What is being asked =>
Identical copies of all the records below are needed.

Extracted data =>
----
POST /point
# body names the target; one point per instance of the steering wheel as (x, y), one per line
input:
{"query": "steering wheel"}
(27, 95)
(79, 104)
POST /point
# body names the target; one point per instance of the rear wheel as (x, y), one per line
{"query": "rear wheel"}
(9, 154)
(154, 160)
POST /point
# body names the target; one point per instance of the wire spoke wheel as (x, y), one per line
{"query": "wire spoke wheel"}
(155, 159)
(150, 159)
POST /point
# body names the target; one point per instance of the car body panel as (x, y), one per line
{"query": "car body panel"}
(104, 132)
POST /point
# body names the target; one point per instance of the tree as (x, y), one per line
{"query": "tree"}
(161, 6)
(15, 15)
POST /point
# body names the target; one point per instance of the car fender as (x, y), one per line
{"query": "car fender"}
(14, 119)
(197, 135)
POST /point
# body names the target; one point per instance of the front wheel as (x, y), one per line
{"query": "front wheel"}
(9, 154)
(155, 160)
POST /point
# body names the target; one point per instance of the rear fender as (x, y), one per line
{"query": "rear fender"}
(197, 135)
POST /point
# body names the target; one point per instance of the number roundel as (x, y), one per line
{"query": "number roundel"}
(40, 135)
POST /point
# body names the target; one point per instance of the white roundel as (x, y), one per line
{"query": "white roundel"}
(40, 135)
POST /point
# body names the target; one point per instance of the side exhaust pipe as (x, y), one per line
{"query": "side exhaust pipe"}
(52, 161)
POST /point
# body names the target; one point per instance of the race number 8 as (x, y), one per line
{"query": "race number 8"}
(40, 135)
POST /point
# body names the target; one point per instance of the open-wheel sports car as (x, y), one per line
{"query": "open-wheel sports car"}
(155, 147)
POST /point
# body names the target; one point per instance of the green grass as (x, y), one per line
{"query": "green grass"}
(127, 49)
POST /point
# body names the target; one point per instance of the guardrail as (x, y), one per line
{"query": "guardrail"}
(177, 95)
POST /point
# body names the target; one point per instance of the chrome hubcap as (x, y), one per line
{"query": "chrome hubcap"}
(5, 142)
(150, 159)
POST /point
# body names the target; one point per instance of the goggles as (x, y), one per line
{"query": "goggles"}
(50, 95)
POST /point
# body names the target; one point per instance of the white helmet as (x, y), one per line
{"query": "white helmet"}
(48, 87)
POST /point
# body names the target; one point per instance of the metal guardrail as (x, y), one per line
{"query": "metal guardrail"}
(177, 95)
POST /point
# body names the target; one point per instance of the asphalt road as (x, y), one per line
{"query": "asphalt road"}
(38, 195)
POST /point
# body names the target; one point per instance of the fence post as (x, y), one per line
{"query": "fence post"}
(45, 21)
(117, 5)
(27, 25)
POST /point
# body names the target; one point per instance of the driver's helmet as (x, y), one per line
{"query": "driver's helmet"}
----
Answer section =>
POST /point
# body names the target; one point per instance of the steering wheel as (x, y), one per line
input:
{"query": "steering wheel"}
(27, 95)
(79, 104)
POST /point
# body names the target; one point per instance of the rear wheel as (x, y), one per line
{"query": "rear wheel"}
(9, 154)
(154, 160)
POST /point
# body names the target; one point per instance of the wire spoke wheel as (x, y), one per line
{"query": "wire spoke wheel"}
(155, 159)
(150, 159)
POST /point
# body names the target; one point per instance of the car body panel as (x, y), one per line
{"query": "car body panel"}
(104, 132)
POST /point
# body names the target; one point per instance of the tree as (x, y), one per line
{"query": "tree"}
(161, 6)
(15, 15)
POST /point
# body names the target; one point per instance of the car fender as (x, y), one per line
{"query": "car fender"}
(14, 119)
(197, 135)
POST /point
# body names the target; one point per instance of the front wheel as (x, y), one per line
{"query": "front wheel"}
(9, 154)
(155, 160)
POST /point
# body names the target; one point per instance of the rear fender as (x, y), one per line
{"query": "rear fender"}
(197, 135)
POST /point
# body names the target; one point per instance of the number roundel as (x, y), one per line
{"query": "number roundel"}
(40, 135)
POST /point
# body names the target; one point per instance of the white roundel as (x, y), one per line
{"query": "white roundel"}
(40, 135)
POST /point
# body names the target; one point per instance of the side exhaust pipe as (x, y), one per line
{"query": "side exhaust pipe"}
(52, 161)
POST /point
# body names the target; one point per instance of the race number 8 as (x, y), one per line
{"query": "race number 8"}
(40, 135)
POST /point
# body names the target; one point per instance of the open-wheel sports car as (x, y), one per line
{"query": "open-wheel sports car"}
(155, 147)
POST /point
# body names the target; one point per instance of the green grass as (x, y), one per line
{"query": "green grass"}
(127, 49)
POST /point
# body names the target; one point per instance of the guardrail as (x, y), one per line
{"query": "guardrail"}
(177, 95)
POST /point
# body names the target; one point per instance of the chrome hubcap as (x, y), one per line
{"query": "chrome hubcap"}
(5, 142)
(150, 159)
POST /point
# body names the target; one point per instance of the goggles as (x, y), one per line
{"query": "goggles"}
(50, 95)
POST /point
# body names the target; one point per instance of the white helmet as (x, y), one per line
{"query": "white helmet"}
(48, 87)
POST /point
# body names the target; one point per instance of the metal guardrail as (x, y), one per line
{"query": "metal guardrail"}
(177, 95)
POST /point
# body names the target; one point per instance of the asphalt road as (x, y), one per line
{"query": "asphalt road"}
(38, 195)
POST /point
# body names the target; one point per instance of the fence post as (x, y), one per line
{"query": "fence post"}
(45, 21)
(117, 5)
(27, 25)
POST /point
# body names the target; one point per instance of the driver's helmet as (x, y), one per line
{"query": "driver's helmet"}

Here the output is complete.